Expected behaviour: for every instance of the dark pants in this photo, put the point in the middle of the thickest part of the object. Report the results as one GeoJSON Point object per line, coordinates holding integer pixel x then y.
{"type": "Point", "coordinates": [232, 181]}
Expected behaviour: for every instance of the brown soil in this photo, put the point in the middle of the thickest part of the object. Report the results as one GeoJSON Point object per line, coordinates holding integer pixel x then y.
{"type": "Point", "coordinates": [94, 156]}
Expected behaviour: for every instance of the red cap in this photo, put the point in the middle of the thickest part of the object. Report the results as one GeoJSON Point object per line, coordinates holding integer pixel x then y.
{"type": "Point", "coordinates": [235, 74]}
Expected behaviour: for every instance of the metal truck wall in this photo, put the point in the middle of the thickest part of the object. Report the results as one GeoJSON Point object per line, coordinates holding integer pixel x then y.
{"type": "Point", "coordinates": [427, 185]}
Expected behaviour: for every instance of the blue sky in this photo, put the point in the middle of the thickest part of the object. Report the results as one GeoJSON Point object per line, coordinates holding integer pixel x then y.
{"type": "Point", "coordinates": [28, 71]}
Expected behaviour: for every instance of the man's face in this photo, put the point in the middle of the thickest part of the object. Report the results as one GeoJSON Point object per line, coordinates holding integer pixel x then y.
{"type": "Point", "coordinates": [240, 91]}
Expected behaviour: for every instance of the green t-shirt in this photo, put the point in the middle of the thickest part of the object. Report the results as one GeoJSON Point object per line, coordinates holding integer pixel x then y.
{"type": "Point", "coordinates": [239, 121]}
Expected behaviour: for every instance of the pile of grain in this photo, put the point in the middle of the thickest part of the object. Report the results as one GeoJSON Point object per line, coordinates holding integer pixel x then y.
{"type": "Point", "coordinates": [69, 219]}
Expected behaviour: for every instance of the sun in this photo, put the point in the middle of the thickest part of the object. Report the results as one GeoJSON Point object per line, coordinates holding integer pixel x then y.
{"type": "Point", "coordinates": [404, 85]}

◇ ◇ ◇ ◇ ◇ ◇ ◇

## What needs to be done
Write out, exactly as shown, only the lines running from the one that contains "Expected behaviour: for every instance of the blue" to the last line above.

## Solution
Expected behaviour: for every instance of the blue sky in this photo, put the point in the middle of the thickest part of the object. Report the results as one GeoJSON Point object per line, coordinates holding integer pixel x then y.
{"type": "Point", "coordinates": [28, 71]}
Expected behaviour: for every instance of the man's face in this photo, put the point in the middle of the thickest part of the object. Report the results as one GeoJSON Point object per line, coordinates holding integer pixel x then y.
{"type": "Point", "coordinates": [240, 91]}
Expected behaviour: for every instance of the green t-shirt in this photo, put the point in the middle of the thickest part of the object. Report the results as one GeoJSON Point object per line, coordinates holding integer pixel x then y.
{"type": "Point", "coordinates": [239, 121]}
Expected behaviour: for every instance of the pile of grain in this photo, put the point in the middle of the thickest part of the object. Report the results as one GeoJSON Point object per line, coordinates holding integer pixel x then y.
{"type": "Point", "coordinates": [69, 219]}
Expected behaviour: for every instance of the sun in this photo, put the point in the middle of the thickest part of the object. Report the results as one GeoJSON Point object per line, coordinates holding integer pixel x then y.
{"type": "Point", "coordinates": [404, 85]}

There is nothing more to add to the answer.